----- Material provided -----

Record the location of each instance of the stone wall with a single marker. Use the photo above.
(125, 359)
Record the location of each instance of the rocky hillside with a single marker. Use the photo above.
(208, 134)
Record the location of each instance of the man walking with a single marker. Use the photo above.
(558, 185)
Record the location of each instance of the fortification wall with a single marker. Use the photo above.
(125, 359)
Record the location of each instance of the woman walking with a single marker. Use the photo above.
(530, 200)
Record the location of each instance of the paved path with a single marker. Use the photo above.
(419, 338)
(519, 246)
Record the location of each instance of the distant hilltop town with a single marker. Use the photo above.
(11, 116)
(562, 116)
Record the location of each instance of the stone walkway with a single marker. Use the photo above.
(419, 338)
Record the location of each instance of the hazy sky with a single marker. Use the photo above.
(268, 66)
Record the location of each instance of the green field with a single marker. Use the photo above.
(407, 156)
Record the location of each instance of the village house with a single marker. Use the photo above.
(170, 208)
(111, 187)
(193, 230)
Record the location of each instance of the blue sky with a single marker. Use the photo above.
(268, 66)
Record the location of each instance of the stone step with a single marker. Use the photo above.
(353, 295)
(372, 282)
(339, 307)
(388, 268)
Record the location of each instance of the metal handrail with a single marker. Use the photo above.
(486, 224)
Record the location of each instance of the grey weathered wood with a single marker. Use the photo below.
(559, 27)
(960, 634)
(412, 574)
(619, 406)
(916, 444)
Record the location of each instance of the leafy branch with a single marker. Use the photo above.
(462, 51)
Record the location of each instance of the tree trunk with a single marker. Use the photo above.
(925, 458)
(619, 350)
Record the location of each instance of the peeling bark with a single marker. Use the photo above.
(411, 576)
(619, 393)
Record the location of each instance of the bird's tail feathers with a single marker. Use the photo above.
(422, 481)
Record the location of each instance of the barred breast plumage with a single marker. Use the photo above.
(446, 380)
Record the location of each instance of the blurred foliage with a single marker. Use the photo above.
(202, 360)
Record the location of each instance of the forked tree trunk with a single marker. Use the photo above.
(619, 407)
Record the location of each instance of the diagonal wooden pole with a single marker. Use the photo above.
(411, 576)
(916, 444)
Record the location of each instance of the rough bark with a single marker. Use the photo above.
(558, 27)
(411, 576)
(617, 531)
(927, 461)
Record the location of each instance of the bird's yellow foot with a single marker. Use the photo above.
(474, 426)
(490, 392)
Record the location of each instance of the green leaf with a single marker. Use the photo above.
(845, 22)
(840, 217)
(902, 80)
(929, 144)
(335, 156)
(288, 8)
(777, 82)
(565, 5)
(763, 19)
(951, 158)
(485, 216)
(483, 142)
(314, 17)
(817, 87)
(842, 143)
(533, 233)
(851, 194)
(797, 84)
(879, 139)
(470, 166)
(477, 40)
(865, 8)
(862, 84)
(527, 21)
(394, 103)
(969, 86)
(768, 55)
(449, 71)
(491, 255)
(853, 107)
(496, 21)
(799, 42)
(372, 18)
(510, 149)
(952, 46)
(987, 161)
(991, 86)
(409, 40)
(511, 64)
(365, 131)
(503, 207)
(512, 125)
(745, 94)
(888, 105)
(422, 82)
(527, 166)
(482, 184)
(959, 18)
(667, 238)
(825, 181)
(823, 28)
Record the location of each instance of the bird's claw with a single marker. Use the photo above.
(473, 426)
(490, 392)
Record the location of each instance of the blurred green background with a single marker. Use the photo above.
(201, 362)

-----

Transcribe word for word the lines from the one holding "Record the location of each instance of the tree" to the last line of the listing above, inclusive.

- Problem solution
Record the location of each instance of the tree trunk with a single marker. Use the photo above.
(925, 458)
(619, 350)
Record the location of each instance of the peeling bark with a single marker. Use the photo above.
(411, 576)
(619, 393)
Record the location of each instance of the bird's tail feathers with a single marker. Use the photo above.
(422, 481)
Record the location of each instance of the barred breast plumage with a single marker. Use the photo above.
(446, 380)
Record the location of each instance of the blurred foliage with a single marker. Use the photo above.
(202, 360)
Record the location of each instance of the forked tree trunk with a single marker. Use the photo above.
(619, 407)
Record the location of each instance of the diagonal wooden pole with a single marker. Use the photo above.
(411, 576)
(916, 444)
Record the location of each instance of the rough bark with a single marker. Use the photo above.
(558, 27)
(411, 576)
(617, 531)
(927, 461)
Record the location of each instance of the bird's yellow foot with a single marker. Use the photo above.
(474, 426)
(490, 392)
Record the location of each instance of the green leaf with a single marker. Use the photo above.
(845, 22)
(840, 217)
(902, 80)
(929, 144)
(335, 156)
(288, 8)
(777, 82)
(565, 5)
(763, 19)
(951, 158)
(485, 216)
(483, 142)
(314, 17)
(817, 87)
(842, 143)
(533, 233)
(851, 194)
(797, 84)
(879, 139)
(470, 166)
(477, 40)
(865, 8)
(862, 84)
(527, 21)
(394, 103)
(969, 86)
(768, 55)
(449, 71)
(491, 255)
(853, 107)
(496, 21)
(799, 42)
(372, 18)
(510, 149)
(952, 46)
(987, 161)
(991, 86)
(409, 40)
(511, 64)
(365, 131)
(503, 207)
(512, 125)
(745, 94)
(888, 105)
(422, 82)
(527, 166)
(482, 184)
(959, 18)
(667, 238)
(825, 181)
(823, 28)
Record the location of each instance of the bird's claw with a single marker. Use the photo above.
(473, 426)
(490, 392)
Record the location of each instance of the blurred green background with a single marker. Use the photo above.
(201, 362)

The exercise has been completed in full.